> DOCUMENT EXCERPT
☆ ☆ ☆ ☆ ☆ ☆ ☆
Shel Israel to big business: Make profit by listening more and broadcasting less

Broadcast models have made big business accustomed to speaking in one-way conversations, but the great disruptor, social networks, has given people a voice and will teach companies to listen more. That’s the view of Silicon Valley author and social media expert, Shel Israel, currently in South Africa to talk about the power of listening to and engaging customers through digital media. By MANDY DE WAAL.

A senior fellow at the Society for New Media Research (SNCR), Israel has reinvented his career as a social media author and speaker at an age when most people head into retirement. A former journalist and public relations practitioner, the 66-year-old thinker has lectured at Stanford University and Berkeley, and leaves South Africa for Bogota, Columbia, to advise government there on social media.

“Conversations are better for business than broadcasting messages. If people know companies are listening, they become more polite, and when people become more polite they become more constructive about a company’s products and services,” says Shel Israel, author of “Twitterville: How Businesses Can Thrive In The New Global Neighborhoods” and “Naked Conversations” written with mega-blogger Robert Scoble.

Israel says companies can improve profits simply by listening more. “When companies listen to the crowd, they start finding ways to improve their products and services, and when they do this well, they profit. By listening and responding rather than just sending out messages companies can save enormous amounts of money on PR, marketing, branding, advertising and all those expensive push efforts.”

Israel says the great fiction is that business believes it holds the reins of power, when in fact companies are no longer in control. “Customers are in power, not companies. For a 70-year period companies could get away with thinking they were in power because they had this great broadcast model. Little corner stores disappeared and big businesses got into franchising and developing huge corner block stores which enabled them to send out messages to everybody in the world about their products. Whether consumers wanted to hear these messages or not, they were disseminated by big business. All this is disintegrating and, indeed, was disintegrating well before social media came along – because it was crap.”

Watch” Shel Israel talk about his book “Twitterville”.

As the efficacy of the old-school broadcast model continues to decline, Israel says companies will more readily embrace social media. Israel’s warning to businesses that don’t want to engage in conversation or listen customers? “Companies that don’t listen will frequently fall in favour of those companies that do respond and do listen to what their customers are saying.”

Israel says corporate fears about not getting involved in social media are nonsense. “The conversations I am hearing in South Africa now are identical to the conversations I heard two years ago in Europe and three years ago in the US. I can easily make a list of the fear-based arguments for not to getting involved in the conversation. The legal issues, the loss of proprietary information, employees being stolen, angry customers, people lying about the company… The reality is that the bad things, the ‘what ifs’ don’t normally happen.”
☆ ☆ ☆ ☆ ☆ ☆ ☆
> DATA EXCERPT

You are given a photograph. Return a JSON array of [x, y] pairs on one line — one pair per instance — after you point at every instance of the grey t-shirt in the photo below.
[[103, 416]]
☆ ☆ ☆ ☆ ☆ ☆ ☆
> WHAT IS ASKED
Copy word for word the passage of the Shel Israel article above from "A senior fellow" to "mega-blogger Robert Scoble.".

> EXERCISE RESULT
A senior fellow at the Society for New Media Research (SNCR), Israel has reinvented his career as a social media author and speaker at an age when most people head into retirement. A former journalist and public relations practitioner, the 66-year-old thinker has lectured at Stanford University and Berkeley, and leaves South Africa for Bogota, Columbia, to advise government there on social media.

“Conversations are better for business than broadcasting messages. If people know companies are listening, they become more polite, and when people become more polite they become more constructive about a company’s products and services,” says Shel Israel, author of “Twitterville: How Businesses Can Thrive In The New Global Neighborhoods” and “Naked Conversations” written with mega-blogger Robert Scoble.